_TEXT PROVIDED_.

Snowmobile Trail Siting Standards
1. In cases where closure or abandonment of a motorized travel corridor results in an existing snowmobile trail location being inconsistent with these guidelines, such trail will, if practicable and as soon as possible, be relocated or reclassified to comply with these guidelines.
2. New and rerouted snowmobile trails will be sited, when possible, along existing routes or previously existing old routes such as foot trails, woods roads, utility rights of way and abandoned railroad beds in lieu of constructing entirely new trails.
3. New and rerouted snowmobile trails will be sited with an objective to avoid locations that present safety hazards such as the edges of ravines or ledges, major highway crossings and crossings of frozen surfaces of water bodies such as rivers, lakes and ponds. If suitable alternative routes are designated or developed, trails that lead riders to unsafe locations will be closed to snowmobile Page 7 of 17
use in favor of the alternative routes in order to lower risks and eliminate unnecessary snowmobile trail mileage.
4. New and rerouted snowmobile trails will be sited with an objective to avoid areas considered environmentally sensitive, such as: wetlands; endangered plant or animal populations that might be harmed by the trails and/or their use; remote interior areas as defined by these guidelines and forested corridors connecting such remote interior areas; and deer wintering areas and other significant habitats, so that the values of these areas are not diminished.
5. New and rerouted snowmobile trails will not be established without an evaluation of potentially significant impacts on adjacent private holdings.
6. New and rerouted snowmobile trails, including spur trails, will not provide access to private lands where public snowmobile access is not permitted.
7. New and rerouted snowmobile trails, through the acquisition of easements or other access rights from willing sellers, will be sited on private lands rather than State lands wherever possible to minimize impacts on the Forest Preserve.
The above discussed relocation of existing or construction of new trails. It seems like DEC is merely proposing changing the class of some existing snowmobile trails from Class 1, which wouldn’t result in any relocation, in which they would need to only address relocating sections that were in “remote interior locations:”
II. Reconfiguration of the Snowmobile Trail System
Establishment of Community Connections
The establishment of a Park-wide community-connection snowmobile trail system will provide north-to-south and east-to-west routes that will link many Adirondack communities together. Designation of Class II, Community Connector snowmobile trails on Forest Preserve lands will create essential portions of the system, the use of which will result in a significant shifting of snowmobile use away from some remote interior areas of these lands to the periphery. Within the periphery, these Class II trails will intentionally be located as close to motorized travel corridors as practicable without locating them within – nor within sight of – road rights-of-way wherever such locations can be avoided. The actual, on-the-ground routes that establish the connections through Forest Preserve will be determined through the UMP process. Many of the connections already exist and the focus will be on improving them through proper siting, construction and trail maintenance work.

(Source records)
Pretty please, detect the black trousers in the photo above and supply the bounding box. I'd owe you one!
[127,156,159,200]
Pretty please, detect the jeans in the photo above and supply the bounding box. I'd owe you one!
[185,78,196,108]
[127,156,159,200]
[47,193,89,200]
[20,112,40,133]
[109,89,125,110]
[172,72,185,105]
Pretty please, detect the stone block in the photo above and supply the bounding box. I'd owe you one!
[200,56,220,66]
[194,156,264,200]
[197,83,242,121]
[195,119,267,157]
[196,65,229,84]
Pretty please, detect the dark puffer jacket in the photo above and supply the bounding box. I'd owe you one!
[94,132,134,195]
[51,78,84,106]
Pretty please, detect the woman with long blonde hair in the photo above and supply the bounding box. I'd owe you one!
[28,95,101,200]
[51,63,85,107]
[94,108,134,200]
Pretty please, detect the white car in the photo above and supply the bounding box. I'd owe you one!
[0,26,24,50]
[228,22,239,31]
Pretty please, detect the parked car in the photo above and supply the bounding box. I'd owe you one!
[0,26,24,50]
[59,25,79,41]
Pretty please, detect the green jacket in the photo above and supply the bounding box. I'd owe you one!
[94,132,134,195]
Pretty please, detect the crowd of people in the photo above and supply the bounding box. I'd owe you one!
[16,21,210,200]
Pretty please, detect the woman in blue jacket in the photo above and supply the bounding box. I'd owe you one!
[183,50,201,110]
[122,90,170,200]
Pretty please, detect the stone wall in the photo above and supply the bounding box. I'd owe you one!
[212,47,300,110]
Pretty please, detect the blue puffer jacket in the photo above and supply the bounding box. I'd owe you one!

_COMPLETE THE FOLLOWING_.
(1) Repeat the passage from the snowmobile trail text starting with "Snowmobile Trail Siting" and going on through "entirely new trails.".
(2) Pick up the snowmobile trail text after its final sentence and keep writing it.
The records have no connection to the snowmobile trail text.

_PER-TASK OUTPUTS_.
(1)
Snowmobile Trail Siting Standards
1. In cases where closure or abandonment of a motorized travel corridor results in an existing snowmobile trail location being inconsistent with these guidelines, such trail will, if practicable and as soon as possible, be relocated or reclassified to comply with these guidelines.
2. New and rerouted snowmobile trails will be sited, when possible, along existing routes or previously existing old routes such as foot trails, woods roads, utility rights of way and abandoned railroad beds in lieu of constructing entirely new trails.

(2)
A small number of existing DEC snowmobile trails in the Park shown to be located partly within remote interior areas may receive Class II designation due to their importance and may be retained and kept open, as long as either of the following conditions are met: 1) the remote interior area of concern is small – no more than 750 acres in area; or, 2) the trail segments of concern are located very near the boundary of the remote interior area, with no trail segment located further than one-half mile into the interior from any boundary. DEC will give high priority to relocating out of the remote interior area any Class II trails or trail segments so retained.
No existing DEC snowmobile trails in the Park that receive Class I designation may be retained and kept open with any portion of the trail located within a remote interior area.
“Boreas – nothing in the snowmobile trail guidance says that DEC can only designate Class 2 (Community Connector) trails on roads (new or abandoned).”
I don’t know if anyone is stating the trails need to be built ON existing “roads”. But the trails need to be placed near roads as your attached quote states (see below). But as the author states above, the encroachment into the forest depends on what the state deems a road. Is an old jeep or logging trail a road in the spirit of the language?
“New and rerouted Class II Trails on State lands will be sited as close as possible to motorized travel corridors. No new or rerouted trail segments will be sited farther than one mile from these corridors unless terrain or environmental constraints dictate otherwise, or such siting of a new or rerouted trail segment within the periphery is necessary to connect important, existing trail segments that together will form the same Community Connector Trail.”
There must be a context for when that road definition applies, or it’s been paraphrased inaccurately. It’s too far from the ordinary meaning, which originated before asphalt and the automobile. Many people would be surprised to learn that they live on a trail, not a road.
In any event, a more meaningful debate is over the realities – not the semantics – involved in the awkward compromise required between wilderness and recreation. I enjoy reading about legal disputes, but they are not persuasive in the way that matters to most people.
Bill and AWA: I think your making two major logical fallacies and each renders the argument moot. The decision does not state “…namely that a road is not a road unless it has a crown, ditching, room for two cars to pass, and an artificial surface.” It actually says nothing about roads in a meaningful president-setting manner.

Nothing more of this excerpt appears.